**STATED GOAL:** Copy only what runs from the line containing "Target: sunlit grass patch" through the end of the material below, line for line, with both ends included.

..........

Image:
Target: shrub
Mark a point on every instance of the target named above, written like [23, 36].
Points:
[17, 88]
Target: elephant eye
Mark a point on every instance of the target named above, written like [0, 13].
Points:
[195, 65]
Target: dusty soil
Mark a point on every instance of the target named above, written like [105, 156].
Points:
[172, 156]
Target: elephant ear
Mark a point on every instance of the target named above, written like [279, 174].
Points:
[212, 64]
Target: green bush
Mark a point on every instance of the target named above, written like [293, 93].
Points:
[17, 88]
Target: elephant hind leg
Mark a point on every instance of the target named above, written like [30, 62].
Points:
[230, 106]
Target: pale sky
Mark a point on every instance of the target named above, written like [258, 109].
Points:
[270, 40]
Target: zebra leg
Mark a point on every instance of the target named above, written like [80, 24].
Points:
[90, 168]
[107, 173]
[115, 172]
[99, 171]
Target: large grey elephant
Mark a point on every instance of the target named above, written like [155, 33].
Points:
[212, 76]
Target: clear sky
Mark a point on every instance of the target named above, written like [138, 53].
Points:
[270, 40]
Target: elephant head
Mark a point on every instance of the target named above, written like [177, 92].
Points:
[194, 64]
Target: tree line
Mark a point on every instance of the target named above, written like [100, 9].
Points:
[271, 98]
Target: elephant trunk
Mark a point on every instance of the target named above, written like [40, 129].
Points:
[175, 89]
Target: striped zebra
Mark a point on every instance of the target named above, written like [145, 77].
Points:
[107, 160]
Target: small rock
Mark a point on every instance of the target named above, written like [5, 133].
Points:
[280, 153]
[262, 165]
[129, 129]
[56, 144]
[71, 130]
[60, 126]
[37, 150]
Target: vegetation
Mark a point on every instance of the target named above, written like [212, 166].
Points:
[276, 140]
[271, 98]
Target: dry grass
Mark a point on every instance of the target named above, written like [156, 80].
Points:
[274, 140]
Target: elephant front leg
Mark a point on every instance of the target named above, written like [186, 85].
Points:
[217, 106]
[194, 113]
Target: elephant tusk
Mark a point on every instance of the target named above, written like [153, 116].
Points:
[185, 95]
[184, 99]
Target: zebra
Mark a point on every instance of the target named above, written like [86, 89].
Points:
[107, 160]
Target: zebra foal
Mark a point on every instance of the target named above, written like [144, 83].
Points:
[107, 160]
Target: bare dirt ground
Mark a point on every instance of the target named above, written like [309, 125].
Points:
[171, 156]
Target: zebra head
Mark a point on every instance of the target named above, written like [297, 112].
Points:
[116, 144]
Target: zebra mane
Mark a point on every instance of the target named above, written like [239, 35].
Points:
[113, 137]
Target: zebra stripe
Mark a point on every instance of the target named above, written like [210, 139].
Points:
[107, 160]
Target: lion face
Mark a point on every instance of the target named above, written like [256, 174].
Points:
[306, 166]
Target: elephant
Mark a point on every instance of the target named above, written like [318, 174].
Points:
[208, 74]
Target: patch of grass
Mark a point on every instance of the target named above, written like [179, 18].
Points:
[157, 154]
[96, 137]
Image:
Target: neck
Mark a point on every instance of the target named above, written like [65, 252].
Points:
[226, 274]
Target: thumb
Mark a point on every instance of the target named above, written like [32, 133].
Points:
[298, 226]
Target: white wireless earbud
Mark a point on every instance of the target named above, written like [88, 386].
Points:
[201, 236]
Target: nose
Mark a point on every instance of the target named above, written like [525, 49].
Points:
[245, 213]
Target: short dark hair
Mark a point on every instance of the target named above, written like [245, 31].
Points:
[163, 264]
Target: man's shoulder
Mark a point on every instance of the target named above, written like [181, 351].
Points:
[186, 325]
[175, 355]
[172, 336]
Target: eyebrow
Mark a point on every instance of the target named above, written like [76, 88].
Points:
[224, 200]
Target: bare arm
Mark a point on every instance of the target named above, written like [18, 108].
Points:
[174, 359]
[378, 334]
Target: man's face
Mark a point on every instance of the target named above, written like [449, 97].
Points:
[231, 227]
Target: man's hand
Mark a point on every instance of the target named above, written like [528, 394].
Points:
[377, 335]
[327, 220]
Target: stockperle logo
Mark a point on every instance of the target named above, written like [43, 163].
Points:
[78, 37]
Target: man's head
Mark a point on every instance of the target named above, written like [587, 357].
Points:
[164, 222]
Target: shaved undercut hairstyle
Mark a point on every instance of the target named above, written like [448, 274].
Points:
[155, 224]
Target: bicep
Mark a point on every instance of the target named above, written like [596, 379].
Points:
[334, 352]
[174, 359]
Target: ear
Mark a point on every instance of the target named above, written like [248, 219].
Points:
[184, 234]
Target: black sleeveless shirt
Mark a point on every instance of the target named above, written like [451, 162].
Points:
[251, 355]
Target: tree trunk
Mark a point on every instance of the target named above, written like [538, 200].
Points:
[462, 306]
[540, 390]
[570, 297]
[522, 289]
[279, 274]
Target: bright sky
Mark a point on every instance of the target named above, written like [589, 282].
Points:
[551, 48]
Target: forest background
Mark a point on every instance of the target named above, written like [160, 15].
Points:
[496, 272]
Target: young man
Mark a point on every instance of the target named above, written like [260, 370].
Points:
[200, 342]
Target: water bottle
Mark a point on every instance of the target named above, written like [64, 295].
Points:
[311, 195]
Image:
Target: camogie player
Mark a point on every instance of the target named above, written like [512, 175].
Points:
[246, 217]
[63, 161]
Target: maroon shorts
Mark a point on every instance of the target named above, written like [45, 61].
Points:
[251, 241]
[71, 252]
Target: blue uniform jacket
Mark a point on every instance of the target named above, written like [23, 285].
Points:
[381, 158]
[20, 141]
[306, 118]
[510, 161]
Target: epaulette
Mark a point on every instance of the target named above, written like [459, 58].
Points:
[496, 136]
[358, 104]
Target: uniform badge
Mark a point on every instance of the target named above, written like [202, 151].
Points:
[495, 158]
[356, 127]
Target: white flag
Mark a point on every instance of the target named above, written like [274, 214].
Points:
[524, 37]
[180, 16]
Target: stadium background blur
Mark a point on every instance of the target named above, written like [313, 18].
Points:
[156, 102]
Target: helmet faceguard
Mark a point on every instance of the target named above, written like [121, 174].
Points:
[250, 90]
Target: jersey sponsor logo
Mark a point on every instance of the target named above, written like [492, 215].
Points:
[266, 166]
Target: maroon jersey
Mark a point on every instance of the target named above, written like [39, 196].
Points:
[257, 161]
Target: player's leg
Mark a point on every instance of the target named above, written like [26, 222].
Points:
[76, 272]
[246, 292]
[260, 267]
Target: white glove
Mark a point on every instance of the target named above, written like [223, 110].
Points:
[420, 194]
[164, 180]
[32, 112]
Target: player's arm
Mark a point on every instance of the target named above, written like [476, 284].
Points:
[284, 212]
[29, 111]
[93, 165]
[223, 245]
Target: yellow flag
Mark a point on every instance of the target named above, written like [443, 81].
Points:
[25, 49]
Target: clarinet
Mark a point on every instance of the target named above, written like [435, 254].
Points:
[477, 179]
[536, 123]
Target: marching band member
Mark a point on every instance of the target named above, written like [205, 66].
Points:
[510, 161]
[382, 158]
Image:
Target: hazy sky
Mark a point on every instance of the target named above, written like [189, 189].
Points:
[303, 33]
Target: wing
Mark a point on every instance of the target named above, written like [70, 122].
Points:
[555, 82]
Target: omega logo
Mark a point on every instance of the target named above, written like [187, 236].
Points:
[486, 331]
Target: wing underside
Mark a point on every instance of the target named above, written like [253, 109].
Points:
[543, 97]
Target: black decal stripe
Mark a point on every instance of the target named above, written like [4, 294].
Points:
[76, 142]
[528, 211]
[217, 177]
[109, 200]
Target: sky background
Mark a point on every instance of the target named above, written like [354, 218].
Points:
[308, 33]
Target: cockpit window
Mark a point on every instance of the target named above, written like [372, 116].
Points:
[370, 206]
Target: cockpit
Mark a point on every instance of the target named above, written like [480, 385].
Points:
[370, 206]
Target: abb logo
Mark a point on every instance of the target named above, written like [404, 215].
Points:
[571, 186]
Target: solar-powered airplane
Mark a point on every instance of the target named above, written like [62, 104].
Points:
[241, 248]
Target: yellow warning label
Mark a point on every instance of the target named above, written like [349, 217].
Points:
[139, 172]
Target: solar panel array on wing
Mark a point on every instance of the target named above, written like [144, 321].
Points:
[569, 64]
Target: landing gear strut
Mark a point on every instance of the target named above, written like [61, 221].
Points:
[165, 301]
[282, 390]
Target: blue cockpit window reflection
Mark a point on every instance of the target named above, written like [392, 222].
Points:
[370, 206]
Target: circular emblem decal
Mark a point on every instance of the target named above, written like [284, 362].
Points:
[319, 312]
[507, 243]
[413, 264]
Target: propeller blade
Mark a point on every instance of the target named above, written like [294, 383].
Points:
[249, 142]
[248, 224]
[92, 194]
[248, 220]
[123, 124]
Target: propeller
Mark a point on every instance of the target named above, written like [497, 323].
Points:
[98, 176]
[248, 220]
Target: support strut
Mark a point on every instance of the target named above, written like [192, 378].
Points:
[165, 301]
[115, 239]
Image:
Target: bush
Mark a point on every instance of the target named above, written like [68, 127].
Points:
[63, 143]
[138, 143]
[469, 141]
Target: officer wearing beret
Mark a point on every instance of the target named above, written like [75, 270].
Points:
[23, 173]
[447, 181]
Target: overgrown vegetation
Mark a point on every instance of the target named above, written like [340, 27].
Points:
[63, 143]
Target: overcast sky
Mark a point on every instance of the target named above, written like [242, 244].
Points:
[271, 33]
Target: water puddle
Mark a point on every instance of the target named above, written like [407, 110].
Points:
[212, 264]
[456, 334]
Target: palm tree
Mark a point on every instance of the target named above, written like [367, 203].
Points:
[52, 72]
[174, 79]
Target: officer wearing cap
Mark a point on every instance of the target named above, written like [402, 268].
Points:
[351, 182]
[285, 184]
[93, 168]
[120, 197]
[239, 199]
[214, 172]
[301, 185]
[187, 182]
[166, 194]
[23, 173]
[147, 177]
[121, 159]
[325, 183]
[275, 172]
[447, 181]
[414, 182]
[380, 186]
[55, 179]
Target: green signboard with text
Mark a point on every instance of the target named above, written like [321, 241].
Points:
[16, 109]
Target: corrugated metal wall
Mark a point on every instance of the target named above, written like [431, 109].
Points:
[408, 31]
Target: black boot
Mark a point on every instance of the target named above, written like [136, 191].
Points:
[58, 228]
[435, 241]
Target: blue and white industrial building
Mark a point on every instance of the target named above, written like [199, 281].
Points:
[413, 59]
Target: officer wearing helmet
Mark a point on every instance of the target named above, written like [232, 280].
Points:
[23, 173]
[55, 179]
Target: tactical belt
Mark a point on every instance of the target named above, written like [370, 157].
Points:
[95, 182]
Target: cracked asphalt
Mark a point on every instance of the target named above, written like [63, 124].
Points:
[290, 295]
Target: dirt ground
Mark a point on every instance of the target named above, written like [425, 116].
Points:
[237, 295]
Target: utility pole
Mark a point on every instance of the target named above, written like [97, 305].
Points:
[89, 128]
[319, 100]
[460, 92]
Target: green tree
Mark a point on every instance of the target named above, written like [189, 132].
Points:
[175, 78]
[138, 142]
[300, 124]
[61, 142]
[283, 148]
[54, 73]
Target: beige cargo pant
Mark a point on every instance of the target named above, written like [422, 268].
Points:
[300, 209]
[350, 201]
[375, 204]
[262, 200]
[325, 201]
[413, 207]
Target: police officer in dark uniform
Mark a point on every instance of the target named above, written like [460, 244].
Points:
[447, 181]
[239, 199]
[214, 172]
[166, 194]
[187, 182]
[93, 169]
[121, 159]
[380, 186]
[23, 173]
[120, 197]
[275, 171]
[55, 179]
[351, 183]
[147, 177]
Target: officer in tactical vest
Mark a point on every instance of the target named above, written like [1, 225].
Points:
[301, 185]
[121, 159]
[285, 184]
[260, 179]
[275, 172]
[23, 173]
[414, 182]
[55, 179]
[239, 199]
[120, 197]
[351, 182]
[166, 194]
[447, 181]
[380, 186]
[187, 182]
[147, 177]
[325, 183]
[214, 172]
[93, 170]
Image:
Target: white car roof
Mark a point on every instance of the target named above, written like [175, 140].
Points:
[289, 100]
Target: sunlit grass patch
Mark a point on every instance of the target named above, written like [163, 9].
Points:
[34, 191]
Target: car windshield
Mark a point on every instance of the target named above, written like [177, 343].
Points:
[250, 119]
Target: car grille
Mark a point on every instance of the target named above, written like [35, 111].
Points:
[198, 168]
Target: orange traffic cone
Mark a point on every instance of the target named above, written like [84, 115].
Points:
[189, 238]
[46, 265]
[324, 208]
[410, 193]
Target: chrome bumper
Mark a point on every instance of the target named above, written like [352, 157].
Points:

..........

**ANSWER IN FULL:**
Target: sunlit grass patch
Mark a point on every instance of the target named above, written like [163, 9].
Points:
[34, 191]
Target: car windshield
Mark a point on every instance of the target named above, written like [177, 343].
Points:
[250, 119]
Target: car grille
Mark a point on every instance of the target named above, written like [35, 111].
Points:
[198, 168]
Target: orange traffic cone
Mark a point on every instance of the target named above, written like [84, 115].
Points:
[189, 238]
[46, 265]
[324, 208]
[410, 193]
Target: chrome bumper
Mark a point on every instance of the target named above, written like [352, 157].
Points:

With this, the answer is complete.